The task :: There is one span to output from the data below: the lines starting at the line with "Put one marker on each instance of the elephant ear" and ending at the line with "Put one marker on each instance of the shrub". Output it exactly, ends included, nothing more.

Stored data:
----

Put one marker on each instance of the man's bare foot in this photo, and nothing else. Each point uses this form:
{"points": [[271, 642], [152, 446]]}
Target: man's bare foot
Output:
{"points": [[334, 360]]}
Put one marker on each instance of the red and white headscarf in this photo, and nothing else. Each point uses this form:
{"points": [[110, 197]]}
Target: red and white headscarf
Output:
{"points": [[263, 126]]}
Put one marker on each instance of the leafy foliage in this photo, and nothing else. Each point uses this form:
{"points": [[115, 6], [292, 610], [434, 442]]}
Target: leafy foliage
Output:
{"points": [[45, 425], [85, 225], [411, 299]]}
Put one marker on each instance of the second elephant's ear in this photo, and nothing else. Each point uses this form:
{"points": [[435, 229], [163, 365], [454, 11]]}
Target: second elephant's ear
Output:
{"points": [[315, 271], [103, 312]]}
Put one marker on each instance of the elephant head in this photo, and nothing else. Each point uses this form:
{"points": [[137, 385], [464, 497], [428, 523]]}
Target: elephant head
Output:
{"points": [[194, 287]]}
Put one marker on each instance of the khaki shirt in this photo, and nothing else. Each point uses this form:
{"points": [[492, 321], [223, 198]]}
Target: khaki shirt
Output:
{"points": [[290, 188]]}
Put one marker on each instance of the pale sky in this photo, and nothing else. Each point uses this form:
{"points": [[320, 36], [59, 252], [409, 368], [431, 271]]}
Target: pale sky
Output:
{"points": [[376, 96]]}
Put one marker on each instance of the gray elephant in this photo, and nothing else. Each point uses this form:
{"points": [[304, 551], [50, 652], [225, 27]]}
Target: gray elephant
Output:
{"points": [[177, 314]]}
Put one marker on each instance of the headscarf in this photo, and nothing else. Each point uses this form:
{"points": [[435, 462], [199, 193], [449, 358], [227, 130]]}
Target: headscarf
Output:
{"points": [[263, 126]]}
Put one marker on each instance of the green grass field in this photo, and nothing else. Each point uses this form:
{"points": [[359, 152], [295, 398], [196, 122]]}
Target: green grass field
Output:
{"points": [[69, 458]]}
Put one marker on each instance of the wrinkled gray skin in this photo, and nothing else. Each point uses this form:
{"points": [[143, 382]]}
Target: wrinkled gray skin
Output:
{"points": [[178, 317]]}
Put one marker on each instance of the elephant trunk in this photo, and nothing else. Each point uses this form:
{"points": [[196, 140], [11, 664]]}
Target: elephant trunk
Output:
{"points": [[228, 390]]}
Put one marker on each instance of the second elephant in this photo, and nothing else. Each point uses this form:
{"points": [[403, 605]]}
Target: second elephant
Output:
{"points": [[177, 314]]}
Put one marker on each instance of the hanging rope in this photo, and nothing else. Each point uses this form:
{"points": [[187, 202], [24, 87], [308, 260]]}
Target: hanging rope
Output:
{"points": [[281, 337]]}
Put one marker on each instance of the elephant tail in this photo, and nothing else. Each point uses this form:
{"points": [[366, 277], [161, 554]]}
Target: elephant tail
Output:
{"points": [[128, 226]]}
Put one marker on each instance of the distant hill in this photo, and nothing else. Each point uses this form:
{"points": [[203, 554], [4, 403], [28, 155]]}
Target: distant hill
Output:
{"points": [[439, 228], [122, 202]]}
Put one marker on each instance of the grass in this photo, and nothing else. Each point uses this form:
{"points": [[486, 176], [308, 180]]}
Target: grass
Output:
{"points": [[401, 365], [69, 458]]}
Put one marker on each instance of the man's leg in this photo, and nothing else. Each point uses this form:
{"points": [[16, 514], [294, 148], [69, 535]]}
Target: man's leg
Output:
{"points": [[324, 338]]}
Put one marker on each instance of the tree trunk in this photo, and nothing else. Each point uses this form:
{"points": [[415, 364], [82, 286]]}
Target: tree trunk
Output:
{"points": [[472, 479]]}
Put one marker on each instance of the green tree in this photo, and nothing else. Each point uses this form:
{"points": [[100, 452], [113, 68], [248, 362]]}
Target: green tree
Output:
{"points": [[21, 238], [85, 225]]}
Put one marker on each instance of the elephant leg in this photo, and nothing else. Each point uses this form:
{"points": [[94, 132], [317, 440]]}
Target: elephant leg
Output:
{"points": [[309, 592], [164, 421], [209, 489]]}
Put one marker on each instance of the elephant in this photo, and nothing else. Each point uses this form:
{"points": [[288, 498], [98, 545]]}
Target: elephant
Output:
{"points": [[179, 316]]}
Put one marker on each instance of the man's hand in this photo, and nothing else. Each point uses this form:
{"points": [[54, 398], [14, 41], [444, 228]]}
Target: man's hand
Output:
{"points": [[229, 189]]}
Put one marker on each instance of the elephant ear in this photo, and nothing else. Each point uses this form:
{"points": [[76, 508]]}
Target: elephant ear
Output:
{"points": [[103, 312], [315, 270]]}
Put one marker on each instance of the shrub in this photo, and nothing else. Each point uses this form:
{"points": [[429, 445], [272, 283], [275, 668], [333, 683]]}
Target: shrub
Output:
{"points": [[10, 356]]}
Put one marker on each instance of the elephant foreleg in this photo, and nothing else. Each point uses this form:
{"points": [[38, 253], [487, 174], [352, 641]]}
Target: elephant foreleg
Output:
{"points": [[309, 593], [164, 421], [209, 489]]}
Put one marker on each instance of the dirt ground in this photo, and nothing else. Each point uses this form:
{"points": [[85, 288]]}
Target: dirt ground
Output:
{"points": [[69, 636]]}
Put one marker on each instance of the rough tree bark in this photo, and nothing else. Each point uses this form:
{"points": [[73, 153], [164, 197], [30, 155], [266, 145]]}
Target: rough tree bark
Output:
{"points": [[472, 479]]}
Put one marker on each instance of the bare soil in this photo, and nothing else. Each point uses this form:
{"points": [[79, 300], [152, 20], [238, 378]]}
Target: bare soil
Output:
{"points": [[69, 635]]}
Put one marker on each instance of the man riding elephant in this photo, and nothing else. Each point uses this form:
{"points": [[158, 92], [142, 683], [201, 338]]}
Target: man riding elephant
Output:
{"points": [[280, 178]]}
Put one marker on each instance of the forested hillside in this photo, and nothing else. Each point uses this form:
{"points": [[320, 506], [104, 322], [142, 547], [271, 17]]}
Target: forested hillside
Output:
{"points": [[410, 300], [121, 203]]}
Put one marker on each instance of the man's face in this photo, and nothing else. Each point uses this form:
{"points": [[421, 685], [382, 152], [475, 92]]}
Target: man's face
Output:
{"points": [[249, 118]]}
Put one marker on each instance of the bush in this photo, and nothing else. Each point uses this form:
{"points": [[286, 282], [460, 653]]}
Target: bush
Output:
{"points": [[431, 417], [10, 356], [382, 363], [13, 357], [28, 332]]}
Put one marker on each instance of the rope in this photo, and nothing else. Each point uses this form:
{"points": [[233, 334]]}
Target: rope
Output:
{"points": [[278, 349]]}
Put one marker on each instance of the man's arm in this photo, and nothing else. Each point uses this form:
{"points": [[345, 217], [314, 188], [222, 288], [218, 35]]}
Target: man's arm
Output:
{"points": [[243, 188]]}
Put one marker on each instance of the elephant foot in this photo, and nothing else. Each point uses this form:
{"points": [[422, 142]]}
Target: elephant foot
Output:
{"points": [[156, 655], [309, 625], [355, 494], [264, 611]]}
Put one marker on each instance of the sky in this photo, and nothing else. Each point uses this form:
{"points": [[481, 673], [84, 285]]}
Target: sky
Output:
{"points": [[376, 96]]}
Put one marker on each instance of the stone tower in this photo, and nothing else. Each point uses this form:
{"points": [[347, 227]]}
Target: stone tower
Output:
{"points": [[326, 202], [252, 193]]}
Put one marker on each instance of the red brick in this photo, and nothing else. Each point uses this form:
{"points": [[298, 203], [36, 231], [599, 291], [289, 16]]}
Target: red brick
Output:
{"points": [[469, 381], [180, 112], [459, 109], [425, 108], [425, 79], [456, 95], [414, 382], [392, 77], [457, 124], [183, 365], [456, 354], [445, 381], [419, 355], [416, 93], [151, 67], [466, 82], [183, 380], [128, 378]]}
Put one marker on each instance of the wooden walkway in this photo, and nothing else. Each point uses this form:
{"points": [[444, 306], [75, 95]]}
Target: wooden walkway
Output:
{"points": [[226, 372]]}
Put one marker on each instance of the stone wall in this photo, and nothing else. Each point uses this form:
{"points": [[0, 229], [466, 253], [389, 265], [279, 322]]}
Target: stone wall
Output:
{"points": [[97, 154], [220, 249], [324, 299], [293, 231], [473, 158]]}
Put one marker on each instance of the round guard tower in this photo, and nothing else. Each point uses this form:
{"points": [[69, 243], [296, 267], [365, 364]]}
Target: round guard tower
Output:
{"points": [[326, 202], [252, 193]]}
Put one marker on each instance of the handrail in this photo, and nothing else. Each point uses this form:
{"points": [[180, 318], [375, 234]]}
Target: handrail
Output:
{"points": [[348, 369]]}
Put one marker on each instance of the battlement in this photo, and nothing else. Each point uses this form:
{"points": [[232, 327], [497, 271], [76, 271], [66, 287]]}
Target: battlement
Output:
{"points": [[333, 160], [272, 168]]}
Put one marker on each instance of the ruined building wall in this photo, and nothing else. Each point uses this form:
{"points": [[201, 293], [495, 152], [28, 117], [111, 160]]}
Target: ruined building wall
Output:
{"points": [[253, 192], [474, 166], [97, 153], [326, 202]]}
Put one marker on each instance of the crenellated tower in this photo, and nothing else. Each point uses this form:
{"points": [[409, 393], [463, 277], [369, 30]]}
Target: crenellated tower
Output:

----

Task answer ::
Put one marker on each instance of the elephant ear in this photo, and nothing else. Each point uses this form:
{"points": [[76, 508]]}
Target: elephant ear
Output:
{"points": [[103, 312], [315, 270]]}
Put one marker on each instance of the shrub in this photo, and nothing else. Each point uses this form:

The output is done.